_Angezeigter Text_.
..........
Schon vor ein paar Wochen hat Finnland eine Kampagne gestartet, mit der die Gleichstellung gefördert werden soll. Gleiche Chancen für alle, unabhängig von Geschlecht, Herkunft und sozialem Background, das ist einer der Grundpfeiler der finnischen Gesellschaft und ohne Frage etwas, das auf dem ganzen Erdball erstrebenswert wäre. Leider sieht die Realität oftmals noch ganz anders aus. Dem wollen die Finnen nun also auf eine, wie ich finde, sehr charmante Art und Weise entgegenwirken. Denn in Finnland gibt es kein „er“ oder „sie“, sondern es heißt einfach nur hän. Und dieses inklusive Personalpronomen, das erstmals im Jahr 1543 in gedruckter Form in Erscheinung trat, ist denn auch der Aufhänger der groß angelegten Kampagne.
Einfach nur hän – einfach nur gut
Einfach nur hän also. Das möchte ich an dieser Stelle nochmal ein wenig genauer erläutern für alle, die im Deutschunterricht beim Thema Grammatik vielleicht nicht ganz so konzentriert aufgepasst haben. Ein einfaches Beispiel dazu: Während der Satz im Deutschen entweder „Er singt im Chor“ oder „Sie singt im Chor“ heißt, lautet es im Finnischen in beiden Fällen einfach nur „Hän laulaa kuorossa“. Ich finde das einfach nur gut und total praktisch – und das auch mal komplett losgelöst vom Gleichstellungsgedanken betrachtet.
Finnland schenkt der Welt ein Wort
Was in Finnland schon seit jeher wunderbar funktioniert, soll nun also auch anderen Ländern nähergebracht werden. Im Rahmen der hän-Kampagne ist das Personalpronomen mittlerweile auf diversen Plakaten zu finden, die unter anderem in der deutschen Hauptstadt Berlin hängen, aber auch in London und Brüssel. Die Kampagne wird in den Sprachen Deutsch, Englisch, Französisch, Spanisch und Schwedisch gefahren.
Aufhänger sind jeweils sogenannte Lehnwörter, also Wörter, die irgendwann einmal aus anderen Sprachen ins Finnische übernommen wurden. Dafür bedanken sich die Finnen und revanchieren sich im gleichen Atemzug für dieses Präsent. So heißt es auf den deutschsprachigen Plakaten beispielsweise „Dankeschön, Deutsch! Du hast der finnischen Sprache viele Wörter geschenkt wie z.B. Kuningas (König), Meetvursti (Mettwurst), Flyygeli (Flügel). Hier ist ein finnisches Wort als Gegengeschenk: hän. Unser „sie“ und „er“ in einem Wort – das inklusive finnische Fürwort für Chancengleichheit“. Darunter kannst Du noch die Website des Projekts und die offiziellen Hashtags #hän und #thisisfinland entdecken.
..........
_Zeilenauszüge_.
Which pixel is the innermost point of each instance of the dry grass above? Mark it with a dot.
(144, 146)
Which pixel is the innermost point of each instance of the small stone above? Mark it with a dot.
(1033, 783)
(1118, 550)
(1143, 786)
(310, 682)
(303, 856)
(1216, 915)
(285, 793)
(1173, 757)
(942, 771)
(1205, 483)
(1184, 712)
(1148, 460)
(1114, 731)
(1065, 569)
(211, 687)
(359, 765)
..........
_Aufgabe 1_.
Übersetze den folgenden Satz aus dem Text über das finnische Fürwort hän ins Englische: „Die Kampagne wird in den Sprachen Deutsch, Englisch, Französisch, Spanisch und Schwedisch gefahren.“
_Aufgabe 2_.
In welchem Jahr trat das Fürwort hän laut dem Text über die finnische Kampagne erstmals in gedruckter Form in Erscheinung?
_Aufgabe 3_.
Setze den Text über die finnische hän-Kampagne im Anschluss an seinen letzten Satz fort.

_Erwartete Antwort 1_.
The campaign is being run in German, English, French, Spanish and Swedish.

_Erwartete Antwort 2_.
Im Jahr 1543.

_Erwartete Antwort 3_.
Ehrung für Einzelpersonen und Gruppen
Natürlich wird es nicht das ernsthafte Ansinnen der Finnen sein, dass jetzt tatsächlich rund um die Welt das Wörtchen hän in die jeweiligen Landessprachen übernommen wird. So etwas kann durch „Aufstülpen“ kaum gelingen und wäre sicherlich auch nicht der richtige Weg. Aber ich finde es eine überaus clevere und sympathische Vorgehensweise, um zu Diskussionen über das Thema Gleichstellung und Chancengleichzeit anzuregen.
Und damit es nicht nur beim Diskutieren bleibt, sollen durch die Ehrung von Einzelpersonen und Gruppen auch ganz konkrete Signale gesetzt werden. Auch in Deutschland wurde bereits eine hän-Auszeichnung verliehen – an Katja Urbatsch, Gründerin und Geschäftsführerin von ArbeiterKind. Diese gemeinnützige Organisation setzt sich dafür ein, dass Kinder aus Familien ohne akademischen Background dennoch die Möglichkeit bekommen, ein Studium zu beginnen.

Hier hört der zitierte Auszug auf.